* DOCUMENT TEXT
It's much easier to make money when you already have it and we'll focus on larger portfolios in later articles.  This article is focusing on simple option strategies you can use to generate 20% returns on that first $25,000.  Since we assume people with only $25,000 are working and not sitting at home trading all day like our high net-worth clients, we try to use trading strategies that are "low-touch".  

At Philstockworld, our $25,000 Portfolio is fairly aggressive, as our goal is to get a small account leveled up to a bigger account as soon as possible.  That way we can switch to our more profitable (and less volatile Buttefly Strategies, as well as our patented "BE THE HOUSE – Not the Gambler" strategies that rule our other portfolios.  

Buying stock is almost never going to make you consistently large returns.  You are tied to the fortunes of the markets and the S&P averages less than 8% a year.  On the other hand, for example, if you think the S&P will go up this year, you can buy the SPY ($188.05) Jan $180 calls for $12.60 and sell the Jan $190 calls for $6.40 and that's net $6.20 on the $10 spread and, if SPY is over $190 at the end of the year (up 1%), you will get back $10 on your spread for a gain of $3.60 or 56%.  Keep in mind January 2015 is only 8 months away – that's how you make 56% in 8 months!

Of course you have to be right as well – that's the tricky part!  So we don't commit all of our money to bullish plays but, if we commit $3,100 to 5 contracts, we're using about 10% of our buying power and, if successful, we'll get back $5,000 and profit $1,900 or 7.6% of our entire portfolio off that one trade.  Now you should be beginning to see how we'll be able to get to those 20% annual returns.  

In fact, we rarely use more than 1/2 of the cash in any of our portfolios – ever – so we can remain flexible enough to profit from up or down market moves.  At the moment, in our $25,000 Portfolio, we have short plays on GMCR, NFLX and USO – we've flipped bearish!  In each case we've gone with puts and GMCR was part of a bearish spread but now just a put (the Jan $110 puts, now $13.80) and NFLX was 5 June $275 puts we bought for $1.20 ($600) and USO June $38 puts were $665 for $5 ($1.33 each).  In our larger portfolios, we prefer selling risk to buying it but, in a $25,000 Portfolio – it helps us to limit the risks.  

With GMCR, we originally had the 2015 $110/90 bear put spread (we teach you all this, of course) and the $90 puts were originally sold for $9.50 and we bought them back at $4.90 for a $4.60 gain ($920), which leaves us in the $110 puts for net $15.60.  Though they are behind at the moment ($13.80), we're only down net $360, which is just 14% of our typical $2,500 per trade allocation.

* GIVEN TASK A
According to the option strategies article, how much does the S&P average per year?
* GIVEN TASK B
Restate the stretch of the option strategies article from "Of course you" through "20% annual returns.", substituting "bearish" for "bullish".

Pointing and labeling records
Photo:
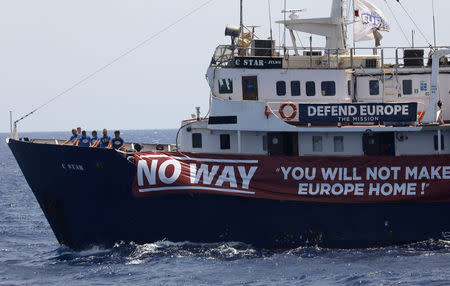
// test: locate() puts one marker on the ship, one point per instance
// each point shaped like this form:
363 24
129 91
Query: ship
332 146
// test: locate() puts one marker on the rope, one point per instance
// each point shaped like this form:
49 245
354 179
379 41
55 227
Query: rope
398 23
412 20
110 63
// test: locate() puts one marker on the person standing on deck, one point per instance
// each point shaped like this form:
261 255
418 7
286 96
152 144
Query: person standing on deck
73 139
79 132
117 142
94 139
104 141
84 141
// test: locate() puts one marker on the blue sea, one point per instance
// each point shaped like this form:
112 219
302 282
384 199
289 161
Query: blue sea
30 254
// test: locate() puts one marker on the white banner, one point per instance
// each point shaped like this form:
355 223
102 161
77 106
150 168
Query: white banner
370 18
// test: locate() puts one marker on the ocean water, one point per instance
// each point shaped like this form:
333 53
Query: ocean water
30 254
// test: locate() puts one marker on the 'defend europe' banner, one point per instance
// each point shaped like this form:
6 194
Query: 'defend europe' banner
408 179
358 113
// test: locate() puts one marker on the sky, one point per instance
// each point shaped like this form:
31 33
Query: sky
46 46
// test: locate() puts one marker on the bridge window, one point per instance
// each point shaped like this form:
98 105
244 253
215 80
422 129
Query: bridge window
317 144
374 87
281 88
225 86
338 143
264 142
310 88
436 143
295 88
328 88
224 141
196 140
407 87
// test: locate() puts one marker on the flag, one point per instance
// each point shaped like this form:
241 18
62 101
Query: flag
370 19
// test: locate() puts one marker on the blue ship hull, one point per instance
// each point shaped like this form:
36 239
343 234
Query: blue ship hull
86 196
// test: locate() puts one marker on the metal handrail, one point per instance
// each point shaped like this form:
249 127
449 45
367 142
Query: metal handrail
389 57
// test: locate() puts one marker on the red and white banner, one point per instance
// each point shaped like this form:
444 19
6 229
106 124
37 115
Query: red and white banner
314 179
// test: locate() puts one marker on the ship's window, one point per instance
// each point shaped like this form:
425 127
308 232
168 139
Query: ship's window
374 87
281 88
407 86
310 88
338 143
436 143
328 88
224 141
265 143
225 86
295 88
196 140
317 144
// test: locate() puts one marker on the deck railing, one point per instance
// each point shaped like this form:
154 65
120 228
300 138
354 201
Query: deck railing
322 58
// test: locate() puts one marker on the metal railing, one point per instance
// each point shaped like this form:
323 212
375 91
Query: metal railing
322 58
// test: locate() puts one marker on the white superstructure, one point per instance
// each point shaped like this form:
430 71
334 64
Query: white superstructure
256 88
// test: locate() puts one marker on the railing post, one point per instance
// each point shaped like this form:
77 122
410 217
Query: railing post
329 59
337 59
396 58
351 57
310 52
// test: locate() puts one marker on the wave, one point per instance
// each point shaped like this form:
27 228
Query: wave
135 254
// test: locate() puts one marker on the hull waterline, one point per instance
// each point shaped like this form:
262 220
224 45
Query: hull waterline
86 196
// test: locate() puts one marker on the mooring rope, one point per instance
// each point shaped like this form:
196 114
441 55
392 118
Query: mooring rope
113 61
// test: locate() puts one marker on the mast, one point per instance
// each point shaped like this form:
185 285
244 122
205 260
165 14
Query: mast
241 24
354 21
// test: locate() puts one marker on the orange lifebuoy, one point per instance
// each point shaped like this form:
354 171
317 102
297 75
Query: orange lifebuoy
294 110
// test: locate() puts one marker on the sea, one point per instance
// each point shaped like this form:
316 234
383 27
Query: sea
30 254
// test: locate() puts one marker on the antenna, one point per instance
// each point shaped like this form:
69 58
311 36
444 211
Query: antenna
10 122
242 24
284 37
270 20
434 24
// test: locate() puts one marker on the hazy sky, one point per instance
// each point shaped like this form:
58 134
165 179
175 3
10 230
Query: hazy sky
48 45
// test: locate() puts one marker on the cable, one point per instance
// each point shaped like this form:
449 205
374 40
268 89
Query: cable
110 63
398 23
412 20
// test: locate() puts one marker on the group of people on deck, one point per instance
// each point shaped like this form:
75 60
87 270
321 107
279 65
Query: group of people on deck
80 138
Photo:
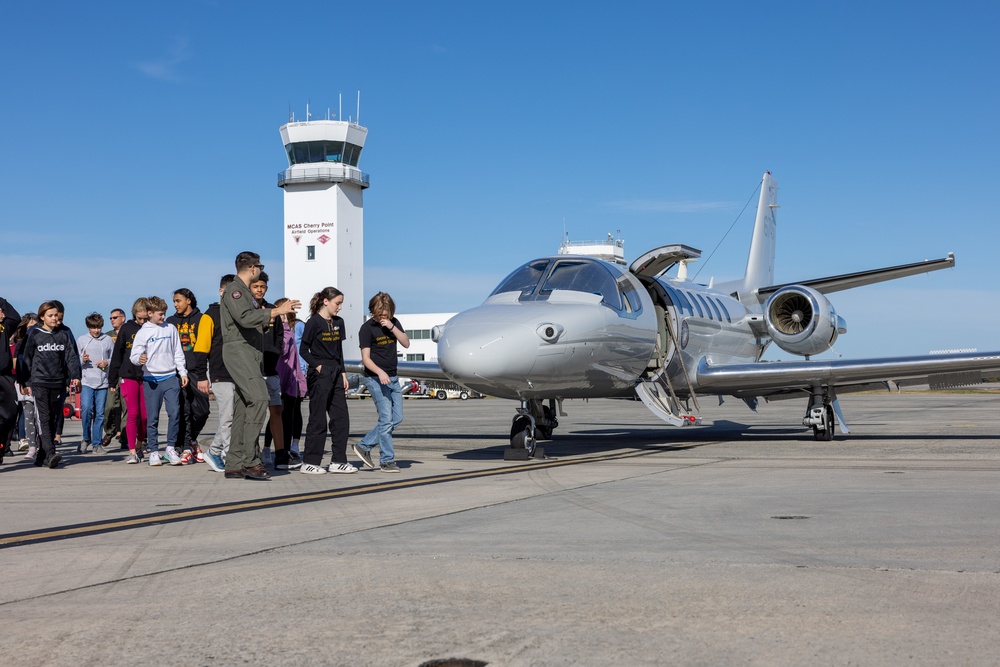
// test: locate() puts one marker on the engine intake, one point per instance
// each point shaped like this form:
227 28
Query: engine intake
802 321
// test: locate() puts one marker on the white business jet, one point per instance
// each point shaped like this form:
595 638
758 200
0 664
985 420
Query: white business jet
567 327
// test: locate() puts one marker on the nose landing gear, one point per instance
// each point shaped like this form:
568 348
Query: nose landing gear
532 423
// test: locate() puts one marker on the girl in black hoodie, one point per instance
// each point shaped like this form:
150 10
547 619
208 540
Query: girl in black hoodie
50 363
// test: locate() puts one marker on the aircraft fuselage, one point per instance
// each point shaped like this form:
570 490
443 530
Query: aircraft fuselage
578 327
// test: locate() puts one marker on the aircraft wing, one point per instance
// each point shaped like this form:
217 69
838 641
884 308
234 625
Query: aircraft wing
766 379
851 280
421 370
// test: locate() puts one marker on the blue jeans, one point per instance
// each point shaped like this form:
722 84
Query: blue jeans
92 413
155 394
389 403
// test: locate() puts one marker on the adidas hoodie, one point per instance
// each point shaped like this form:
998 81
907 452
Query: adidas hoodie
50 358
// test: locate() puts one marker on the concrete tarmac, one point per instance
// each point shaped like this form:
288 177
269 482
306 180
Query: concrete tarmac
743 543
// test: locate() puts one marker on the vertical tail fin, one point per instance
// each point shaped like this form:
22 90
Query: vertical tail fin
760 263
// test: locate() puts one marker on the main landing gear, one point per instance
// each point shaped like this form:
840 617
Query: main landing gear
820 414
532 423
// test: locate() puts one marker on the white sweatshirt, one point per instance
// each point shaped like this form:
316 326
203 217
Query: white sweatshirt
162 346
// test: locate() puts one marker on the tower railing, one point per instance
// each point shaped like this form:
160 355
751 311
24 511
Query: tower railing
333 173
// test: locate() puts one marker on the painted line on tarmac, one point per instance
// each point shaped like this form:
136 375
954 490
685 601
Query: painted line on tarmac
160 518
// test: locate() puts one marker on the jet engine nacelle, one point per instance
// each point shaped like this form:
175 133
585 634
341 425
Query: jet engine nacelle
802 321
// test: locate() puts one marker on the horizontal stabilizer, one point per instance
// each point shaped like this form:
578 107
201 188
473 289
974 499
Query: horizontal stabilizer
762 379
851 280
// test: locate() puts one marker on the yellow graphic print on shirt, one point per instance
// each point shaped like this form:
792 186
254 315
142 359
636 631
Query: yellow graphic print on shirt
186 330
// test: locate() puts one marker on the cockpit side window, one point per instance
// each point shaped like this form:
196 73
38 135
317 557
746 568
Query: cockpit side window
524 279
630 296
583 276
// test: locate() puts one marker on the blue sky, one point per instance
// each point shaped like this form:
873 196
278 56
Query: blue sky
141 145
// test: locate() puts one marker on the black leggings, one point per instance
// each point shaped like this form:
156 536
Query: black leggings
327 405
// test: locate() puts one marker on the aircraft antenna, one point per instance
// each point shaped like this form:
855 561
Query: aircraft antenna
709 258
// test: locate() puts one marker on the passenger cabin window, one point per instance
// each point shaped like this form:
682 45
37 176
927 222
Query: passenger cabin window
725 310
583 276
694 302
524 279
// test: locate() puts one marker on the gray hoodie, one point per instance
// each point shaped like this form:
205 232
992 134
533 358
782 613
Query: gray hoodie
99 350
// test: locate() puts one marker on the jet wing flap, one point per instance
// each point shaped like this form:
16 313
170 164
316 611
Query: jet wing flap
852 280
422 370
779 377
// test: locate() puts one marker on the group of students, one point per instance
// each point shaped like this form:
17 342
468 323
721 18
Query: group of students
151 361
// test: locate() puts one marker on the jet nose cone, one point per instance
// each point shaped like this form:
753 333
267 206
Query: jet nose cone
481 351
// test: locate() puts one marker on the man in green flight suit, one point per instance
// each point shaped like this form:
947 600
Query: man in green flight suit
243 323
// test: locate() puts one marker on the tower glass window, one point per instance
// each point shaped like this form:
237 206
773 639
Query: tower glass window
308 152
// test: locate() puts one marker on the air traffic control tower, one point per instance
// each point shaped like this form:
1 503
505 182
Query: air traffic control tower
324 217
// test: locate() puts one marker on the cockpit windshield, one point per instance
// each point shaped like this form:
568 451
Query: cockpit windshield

* EXERCISE RESPONSE A
Less than 8% a year.

* EXERCISE RESPONSE B
Of course you have to be right as well – that's the tricky part!  So we don't commit all of our money to bearish plays but, if we commit $3,100 to 5 contracts, we're using about 10% of our buying power and, if successful, we'll get back $5,000 and profit $1,900 or 7.6% of our entire portfolio off that one trade.  Now you should be beginning to see how we'll be able to get to those 20% annual returns.